*Directive*. Every line of the material below should be repeated exactly.

*Items*.
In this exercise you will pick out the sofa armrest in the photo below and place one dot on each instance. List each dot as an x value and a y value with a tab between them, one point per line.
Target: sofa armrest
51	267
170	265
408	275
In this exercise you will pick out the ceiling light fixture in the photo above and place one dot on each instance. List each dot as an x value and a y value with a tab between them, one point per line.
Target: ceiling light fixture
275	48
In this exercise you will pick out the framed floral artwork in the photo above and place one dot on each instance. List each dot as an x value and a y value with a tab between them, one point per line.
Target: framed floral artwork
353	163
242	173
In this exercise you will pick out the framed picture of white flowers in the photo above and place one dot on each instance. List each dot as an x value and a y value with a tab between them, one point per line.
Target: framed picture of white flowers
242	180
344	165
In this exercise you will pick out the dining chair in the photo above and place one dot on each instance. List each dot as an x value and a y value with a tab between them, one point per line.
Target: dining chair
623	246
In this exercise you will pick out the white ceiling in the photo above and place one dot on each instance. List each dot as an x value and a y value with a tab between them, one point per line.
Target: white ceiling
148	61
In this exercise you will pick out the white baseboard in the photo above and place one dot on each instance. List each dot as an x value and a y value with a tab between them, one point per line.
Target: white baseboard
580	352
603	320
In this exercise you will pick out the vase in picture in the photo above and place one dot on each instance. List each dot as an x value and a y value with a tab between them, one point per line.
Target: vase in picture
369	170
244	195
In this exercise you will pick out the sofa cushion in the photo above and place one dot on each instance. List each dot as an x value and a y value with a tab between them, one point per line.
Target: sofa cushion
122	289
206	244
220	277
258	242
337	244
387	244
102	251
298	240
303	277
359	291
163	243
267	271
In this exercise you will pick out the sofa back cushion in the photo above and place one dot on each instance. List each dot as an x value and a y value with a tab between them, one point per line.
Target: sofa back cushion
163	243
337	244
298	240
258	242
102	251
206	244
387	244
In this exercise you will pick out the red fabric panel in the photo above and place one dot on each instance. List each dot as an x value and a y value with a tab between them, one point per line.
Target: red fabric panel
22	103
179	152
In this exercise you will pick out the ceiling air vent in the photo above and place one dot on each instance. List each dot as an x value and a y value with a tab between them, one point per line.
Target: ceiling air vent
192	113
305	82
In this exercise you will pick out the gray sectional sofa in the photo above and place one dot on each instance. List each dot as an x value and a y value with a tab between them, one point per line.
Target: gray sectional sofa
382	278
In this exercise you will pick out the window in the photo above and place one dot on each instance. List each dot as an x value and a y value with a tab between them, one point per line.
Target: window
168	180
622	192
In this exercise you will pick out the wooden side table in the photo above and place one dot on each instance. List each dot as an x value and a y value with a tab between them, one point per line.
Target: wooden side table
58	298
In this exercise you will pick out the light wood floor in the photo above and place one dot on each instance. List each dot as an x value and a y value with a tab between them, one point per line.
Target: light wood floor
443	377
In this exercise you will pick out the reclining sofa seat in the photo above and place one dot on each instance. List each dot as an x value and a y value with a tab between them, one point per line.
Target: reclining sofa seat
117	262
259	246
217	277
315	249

*Expected answer*.
In this exercise you will pick out the sofa armrest in the photo below and place one dot on each instance. List each dot as an x value and a y value with a tab between them, one point per line.
Target: sofa armrest
51	267
170	265
408	275
In this exercise you will pick out the ceiling light fixture in the photo above and place one dot on each instance. List each dot as an x value and a y value with a tab between them, one point per line.
Target: ceiling light fixture
275	48
In this exercise you will pick out the framed floral artwork in the photo above and place one dot on each instance. List each dot as an x value and a y value with a tab between them, one point per line.
Target: framed floral artwork
353	163
242	173
In this exercise you will pick out the framed picture of white flowers in the photo above and place one dot on each instance. List each dot as an x value and a y value with a tab between them, one point per line.
Target: framed picture of white flowers
242	180
344	165
In this exercise you will pick out the dining chair in the photo above and place one dot on each instance. List each dot as an x value and a y value with a tab between them, one point per line.
Target: dining chair
623	246
In this exercise you will pick out the white ceiling in the photo above and place one dot on each instance. List each dot as an x value and a y value with a tab between them, one point per line.
Target: white ceiling
148	61
In this exercise you will pick out the white baseboard in the photo above and place one dot on each instance. List each dot as an x value and a y value with a tab between them, one point per line.
Target: white baseboard
580	352
603	320
In this exercise you will pick out the vase in picture in the photo above and place one dot on each instance. List each dot as an x value and a y value with a tab between them, one point per line.
Target: vase in picture
369	170
244	195
In this exercise you will pick out the sofa cushion in the photo above and place one dot on each instance. List each dot as an x value and a y value with a tab between them, one point per line.
Target: sofa cushion
122	289
206	244
220	277
258	242
337	244
387	244
102	251
298	240
303	277
359	291
163	243
267	271
In this exercise you will pick out the sofa back cushion in the photo above and place one dot on each instance. List each dot as an x value and a y value with a tab between them, one point per line.
Target: sofa back cushion
163	243
337	244
298	240
258	242
102	251
206	244
387	244
In this exercise you will pick out the red fabric panel in the photo above and place one dot on each instance. List each dot as an x value and a y value with a tab between them, one point per line.
Target: red fabric panel
22	103
179	152
In this exercise you will pick out the ceiling air vent in the photo above and place one dot on each instance. List each dot as an x value and a y value with a tab between them, one point per line.
Target: ceiling air vent
192	113
305	82
In this exercise you will pick out the gray sectional sofa in the photo above and place one dot on each instance. List each dot as an x value and a y value with a tab between them, one point per line.
Target: gray sectional sofa
382	278
In this exercise you will pick out the window in the photo above and place one dot on each instance. List each dot as an x value and a y value with a tab between them, one point per line.
Target: window
168	180
622	192
In this exercise you will pick out the wooden side table in the photo above and place one dot on each instance. List each dot as an x value and a y value with a tab between them, one point per line.
Target: wooden side table
58	298
In this exercise you will pick out the light wood floor in the photo above and place one dot on each instance. List each dot as an x value and a y value with a tab between them, one point per line.
Target: light wood floor
443	377
In this exercise you will pick out the reclining sofa seat in the photo above and place one dot on each instance. List each dot as an x value and a y value with a tab between them, one point per line.
Target: reclining sofa seat
117	262
259	246
217	277
315	249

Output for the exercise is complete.